(Location identification entries)
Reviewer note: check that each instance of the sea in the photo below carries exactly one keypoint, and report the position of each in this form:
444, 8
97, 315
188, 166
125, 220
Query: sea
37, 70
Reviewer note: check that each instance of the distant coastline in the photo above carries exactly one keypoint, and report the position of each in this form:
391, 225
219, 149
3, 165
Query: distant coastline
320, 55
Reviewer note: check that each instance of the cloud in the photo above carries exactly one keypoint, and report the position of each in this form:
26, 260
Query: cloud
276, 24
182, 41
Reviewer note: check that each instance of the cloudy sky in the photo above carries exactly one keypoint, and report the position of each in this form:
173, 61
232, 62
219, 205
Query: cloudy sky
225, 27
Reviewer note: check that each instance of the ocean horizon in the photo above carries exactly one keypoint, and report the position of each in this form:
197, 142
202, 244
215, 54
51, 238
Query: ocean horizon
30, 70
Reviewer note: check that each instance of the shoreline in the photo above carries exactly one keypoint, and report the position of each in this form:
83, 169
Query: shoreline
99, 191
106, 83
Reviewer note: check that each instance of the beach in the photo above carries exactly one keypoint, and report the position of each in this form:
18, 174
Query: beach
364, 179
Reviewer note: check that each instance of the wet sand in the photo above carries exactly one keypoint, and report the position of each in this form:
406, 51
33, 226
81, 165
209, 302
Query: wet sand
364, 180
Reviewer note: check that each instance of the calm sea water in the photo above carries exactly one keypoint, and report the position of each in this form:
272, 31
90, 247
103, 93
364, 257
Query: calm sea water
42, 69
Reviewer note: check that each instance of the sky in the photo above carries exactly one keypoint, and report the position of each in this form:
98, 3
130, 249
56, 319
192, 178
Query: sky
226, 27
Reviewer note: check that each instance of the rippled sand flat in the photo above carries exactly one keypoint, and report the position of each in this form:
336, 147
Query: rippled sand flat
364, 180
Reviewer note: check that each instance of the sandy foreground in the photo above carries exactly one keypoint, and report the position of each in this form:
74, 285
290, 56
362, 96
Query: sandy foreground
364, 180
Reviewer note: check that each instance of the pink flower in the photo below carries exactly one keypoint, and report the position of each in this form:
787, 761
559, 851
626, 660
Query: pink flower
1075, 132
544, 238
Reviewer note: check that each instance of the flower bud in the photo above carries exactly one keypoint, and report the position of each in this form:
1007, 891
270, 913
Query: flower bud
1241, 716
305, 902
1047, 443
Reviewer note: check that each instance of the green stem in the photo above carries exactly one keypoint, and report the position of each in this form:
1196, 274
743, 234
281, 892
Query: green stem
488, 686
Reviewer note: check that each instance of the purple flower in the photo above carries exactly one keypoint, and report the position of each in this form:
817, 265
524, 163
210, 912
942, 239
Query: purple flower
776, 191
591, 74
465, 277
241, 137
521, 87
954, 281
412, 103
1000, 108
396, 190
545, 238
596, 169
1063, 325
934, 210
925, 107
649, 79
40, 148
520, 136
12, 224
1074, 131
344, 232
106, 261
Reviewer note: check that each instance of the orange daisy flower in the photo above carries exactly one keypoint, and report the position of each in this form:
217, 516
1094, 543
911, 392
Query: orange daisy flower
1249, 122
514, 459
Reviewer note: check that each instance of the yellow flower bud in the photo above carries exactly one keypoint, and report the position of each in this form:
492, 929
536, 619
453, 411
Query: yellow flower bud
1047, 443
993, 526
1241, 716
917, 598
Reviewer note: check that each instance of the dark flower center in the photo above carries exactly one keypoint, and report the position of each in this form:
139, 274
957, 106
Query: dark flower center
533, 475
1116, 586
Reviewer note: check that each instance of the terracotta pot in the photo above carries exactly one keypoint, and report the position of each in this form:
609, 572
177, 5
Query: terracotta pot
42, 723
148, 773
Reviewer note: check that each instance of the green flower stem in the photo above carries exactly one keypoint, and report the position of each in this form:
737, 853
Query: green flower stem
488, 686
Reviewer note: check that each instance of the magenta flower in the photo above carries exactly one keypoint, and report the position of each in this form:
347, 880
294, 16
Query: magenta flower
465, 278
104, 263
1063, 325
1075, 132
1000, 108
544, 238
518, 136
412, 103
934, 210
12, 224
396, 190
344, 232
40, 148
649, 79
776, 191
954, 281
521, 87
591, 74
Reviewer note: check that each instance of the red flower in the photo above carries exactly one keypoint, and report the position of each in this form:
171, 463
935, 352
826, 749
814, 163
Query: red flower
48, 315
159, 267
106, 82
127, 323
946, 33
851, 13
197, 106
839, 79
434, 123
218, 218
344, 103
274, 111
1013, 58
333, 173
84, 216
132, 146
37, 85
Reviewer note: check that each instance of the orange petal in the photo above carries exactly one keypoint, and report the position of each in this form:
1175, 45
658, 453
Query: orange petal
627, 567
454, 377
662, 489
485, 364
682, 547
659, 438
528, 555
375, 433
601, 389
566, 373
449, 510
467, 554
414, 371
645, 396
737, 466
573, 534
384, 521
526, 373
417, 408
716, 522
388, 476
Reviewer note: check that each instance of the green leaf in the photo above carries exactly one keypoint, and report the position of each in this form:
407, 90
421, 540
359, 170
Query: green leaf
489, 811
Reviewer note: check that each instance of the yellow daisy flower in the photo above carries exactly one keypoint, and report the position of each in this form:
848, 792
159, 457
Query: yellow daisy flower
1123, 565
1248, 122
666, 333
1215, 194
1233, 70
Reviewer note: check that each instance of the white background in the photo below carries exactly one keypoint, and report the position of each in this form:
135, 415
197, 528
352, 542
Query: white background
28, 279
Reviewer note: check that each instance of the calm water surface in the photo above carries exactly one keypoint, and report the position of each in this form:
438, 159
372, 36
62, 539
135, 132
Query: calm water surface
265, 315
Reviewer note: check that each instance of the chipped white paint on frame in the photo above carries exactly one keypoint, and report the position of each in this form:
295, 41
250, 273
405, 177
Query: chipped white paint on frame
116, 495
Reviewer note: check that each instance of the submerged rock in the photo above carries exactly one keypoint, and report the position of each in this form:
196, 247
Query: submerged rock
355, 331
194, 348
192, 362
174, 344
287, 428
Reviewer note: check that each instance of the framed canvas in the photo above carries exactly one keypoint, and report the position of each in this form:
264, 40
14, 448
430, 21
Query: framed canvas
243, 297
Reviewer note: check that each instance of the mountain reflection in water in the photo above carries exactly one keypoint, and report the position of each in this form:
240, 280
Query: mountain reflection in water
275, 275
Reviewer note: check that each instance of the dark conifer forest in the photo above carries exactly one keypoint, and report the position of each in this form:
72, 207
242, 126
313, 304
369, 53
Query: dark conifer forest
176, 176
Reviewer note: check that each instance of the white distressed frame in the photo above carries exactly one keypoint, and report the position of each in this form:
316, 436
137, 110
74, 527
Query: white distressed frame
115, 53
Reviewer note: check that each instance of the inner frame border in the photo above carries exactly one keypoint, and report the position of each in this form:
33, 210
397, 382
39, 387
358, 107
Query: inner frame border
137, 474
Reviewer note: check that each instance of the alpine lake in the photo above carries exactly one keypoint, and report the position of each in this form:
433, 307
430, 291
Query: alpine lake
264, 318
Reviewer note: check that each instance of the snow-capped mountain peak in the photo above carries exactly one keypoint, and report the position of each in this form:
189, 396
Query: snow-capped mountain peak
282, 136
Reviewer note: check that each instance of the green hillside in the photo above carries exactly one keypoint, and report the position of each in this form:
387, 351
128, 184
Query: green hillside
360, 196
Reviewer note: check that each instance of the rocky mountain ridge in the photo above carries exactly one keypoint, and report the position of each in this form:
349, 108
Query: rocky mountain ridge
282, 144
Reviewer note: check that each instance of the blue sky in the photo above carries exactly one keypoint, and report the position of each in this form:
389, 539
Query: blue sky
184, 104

EXERCISE PROMPT: Reproduce every one of the lines above, character for character, with nothing changed.

WORKED ANSWER:
Reviewer note: check that each instance of the sea in the photo below carries exactly one keypoint, and report the position of each in this form:
444, 8
97, 315
188, 166
125, 220
Query: sea
37, 70
Reviewer note: check that each instance of the distant coastline in the photo above carries exactly one keypoint, and report the position of each in this form:
391, 225
219, 149
3, 165
Query: distant coastline
320, 55
Reviewer note: check that each instance of the cloud in the photo above carries exactly one keypoint, and report the position of each in this form:
26, 260
Query: cloud
276, 24
182, 41
Reviewer note: check that each instance of the cloudy sky in the photo above carries exactly one keypoint, and report the position of each in this form:
173, 61
232, 62
219, 205
Query: cloudy sky
225, 27
Reviewer note: check that each instance of the ocean horizon in the photo above carries exactly one keypoint, and report the position of each in this form:
197, 142
202, 244
215, 54
51, 238
Query: ocean horizon
30, 70
Reviewer note: check that each instance of the shoreline in the photo above carries exactly one keypoint, and report the position of each in this form:
83, 169
Query: shoreline
99, 191
106, 83
Reviewer note: check that each instance of the beach in the photo above carries exactly one keypoint, and report the position of each in this form:
18, 174
Query: beach
364, 179
Reviewer note: check that each instance of the wet sand in the photo above carries exactly one keypoint, and report the position of each in this form:
406, 51
33, 226
81, 165
209, 302
Query: wet sand
364, 180
Reviewer note: check that each instance of the calm sea water in the photo above carries exactly one keypoint, and report the position of each in this form:
272, 31
90, 247
103, 93
364, 257
Query: calm sea water
42, 69
Reviewer note: check that each instance of the sky in the photo above carries exactly one keypoint, and report the position of each in this form:
98, 3
130, 249
56, 319
192, 178
Query: sky
226, 27
Reviewer note: check that each instance of the rippled sand flat in the photo above carries exactly one keypoint, and report the position of each in this form:
336, 147
Query: rippled sand flat
364, 180
Reviewer note: check that each instance of the sandy foreground in the photo above carries exactly one keypoint, and report the position of each in this form:
74, 285
290, 56
362, 96
Query: sandy foreground
364, 180
Reviewer note: check that each instance of the pink flower in the photo below carries exactly one keypoint, and report the position of each in this form:
787, 761
559, 851
626, 660
Query: pink flower
1075, 132
544, 238
Reviewer note: check that each instance of the flower bud in the photo above carries exactly one keypoint, and report the position of each in this form:
1007, 891
270, 913
Query: flower bud
1241, 716
305, 902
1047, 443
Reviewer note: check that each instance of the green stem in the photo above carries exactly one keypoint, and report the position of each in this form:
1196, 274
743, 234
281, 892
Query: green stem
488, 686
Reviewer note: check that each instance of the purple flower in the photo above carries exactly one keypoint, and report the position of each in this form:
817, 265
524, 163
210, 912
942, 239
Query: purple flower
776, 191
591, 74
465, 277
241, 137
521, 87
954, 281
412, 103
1000, 108
396, 190
545, 238
596, 169
1063, 325
934, 210
925, 107
649, 79
40, 148
520, 136
12, 224
1074, 131
344, 232
106, 261
Reviewer note: check that each instance of the orange daisy flower in the photo above carries exactly one keypoint, and report the position of each in this form:
217, 516
1094, 543
911, 392
Query: orange daisy flower
1249, 122
514, 459
Reviewer note: check that each instance of the yellow flower bud in the photo above carries exactly one keypoint, and report the position of each in this form:
492, 929
536, 619
453, 411
Query: yellow flower bud
1047, 443
993, 526
1241, 716
917, 598
Reviewer note: check that each instance of the dark flower center in the photo above carries exactly one keypoint, and report the position of each in this form:
139, 274
957, 106
Query: dark flower center
533, 475
1116, 586
Reviewer note: check that each instance of the terracotta pot in the photo above carries exactly one keypoint, and report the position of each in this form:
609, 572
177, 5
Query: terracotta pot
42, 723
148, 773
Reviewer note: check that each instance of the green flower stem in the photo above carries exactly one keypoint, and report the position of each in this form:
737, 853
Query: green flower stem
488, 686
Reviewer note: check that each instance of the magenta flower in the photo above carries exactly one keypoint, and report the position of each in this form:
347, 880
294, 16
Query: magenta flower
465, 278
104, 263
1063, 325
1075, 132
1000, 108
544, 238
518, 136
412, 103
934, 210
12, 224
396, 190
344, 232
40, 148
649, 79
776, 191
954, 281
521, 87
591, 74
Reviewer note: check that each instance of the red flower in the photo above carries exactly one keypoint, and report the position of each in this form:
171, 463
935, 352
826, 749
814, 163
Query: red flower
48, 315
159, 267
106, 82
127, 323
946, 33
851, 13
197, 106
839, 79
434, 123
218, 218
344, 103
274, 111
1013, 58
333, 173
84, 216
132, 146
37, 85
Reviewer note: check that each instance of the orange petal in the photo above carries exactly one keypoint, and report the position of each in this form:
1175, 45
658, 453
Query: orange petal
627, 567
454, 377
662, 489
485, 364
682, 547
659, 438
528, 555
375, 433
601, 389
566, 373
449, 510
467, 554
414, 371
645, 396
737, 466
573, 534
384, 521
526, 373
417, 408
716, 522
388, 476
Reviewer note: check that each instance of the green leaf in the photo above carries exactly one keypoint, and report the position of each in this form:
407, 90
421, 540
359, 170
Query: green leaf
489, 811
Reviewer note: check that each instance of the yellow daisy flower in the photo above carries exactly one keypoint, and report the position of each in this form:
848, 792
159, 457
Query: yellow daisy flower
1123, 565
1248, 122
666, 333
1215, 194
1233, 70
Reviewer note: check that each instance of the white background in the photo below carries exactly one keypoint, and report the position of each in this form:
135, 415
197, 528
352, 542
Query: white background
28, 279
Reviewer note: check that each instance of the calm water surface in the photo above carries exactly one keypoint, and report the position of each in this form:
438, 159
372, 36
62, 539
135, 132
Query: calm water surface
265, 315
Reviewer note: check that each instance of the chipped white paint on frame in the photo above carries exactly one keypoint, and report the position of each in this form:
295, 41
250, 273
405, 177
Query: chipped white paint on frame
116, 495
Reviewer note: check that each instance of the submerged rock in the photo above carries exactly one keypoint, and report the position of each in this form:
196, 247
Query: submerged rock
355, 331
194, 348
192, 362
174, 344
287, 428
Reviewer note: check that each instance of the framed canvas in the photo above carries exactly one keypoint, and report the position of each in this form:
264, 40
14, 448
430, 21
Query: framed canvas
243, 297
Reviewer note: check that each instance of the mountain reflection in water in the photo above carries exactly one keypoint, and report the position of each in this form:
240, 280
Query: mountain reflection in water
275, 275
Reviewer note: check that each instance of the dark conifer forest in the photo above carries exactly one keypoint, and report the position of each in this form:
72, 207
242, 126
313, 304
369, 53
Query: dark conifer forest
176, 176
Reviewer note: check that each instance of the white distressed frame in the photo above carries exactly one keypoint, and report the position of each in this form:
316, 436
137, 110
74, 527
Query: white distressed frame
115, 53
Reviewer note: check that each instance of the inner frame border in the photo above carries exactly one keypoint, and report the position of each in this form:
33, 210
397, 382
39, 387
358, 107
Query: inner frame border
137, 474
Reviewer note: check that each instance of the alpine lake in the photo above carries exactly one keypoint, and report the position of each in this form:
433, 307
430, 291
Query: alpine lake
264, 318
Reviewer note: check that each instance of the snow-capped mountain peak in the photo above carries exactly one keypoint, and report the position of each in this form:
189, 396
Query: snow-capped mountain peak
282, 136
Reviewer note: check that each instance of the green hillside in the photo above carries exactly one keypoint, and report the position of each in this form:
387, 351
128, 184
Query: green hillside
360, 196
Reviewer note: check that each instance of the rocky mountain ridge in the photo above carries exactly one keypoint, and report the position of each in this form:
349, 108
Query: rocky mountain ridge
282, 144
Reviewer note: check that each instance of the blue sky in the photo above carries exactly one keypoint, and report the position of each in this form:
389, 539
Query: blue sky
184, 104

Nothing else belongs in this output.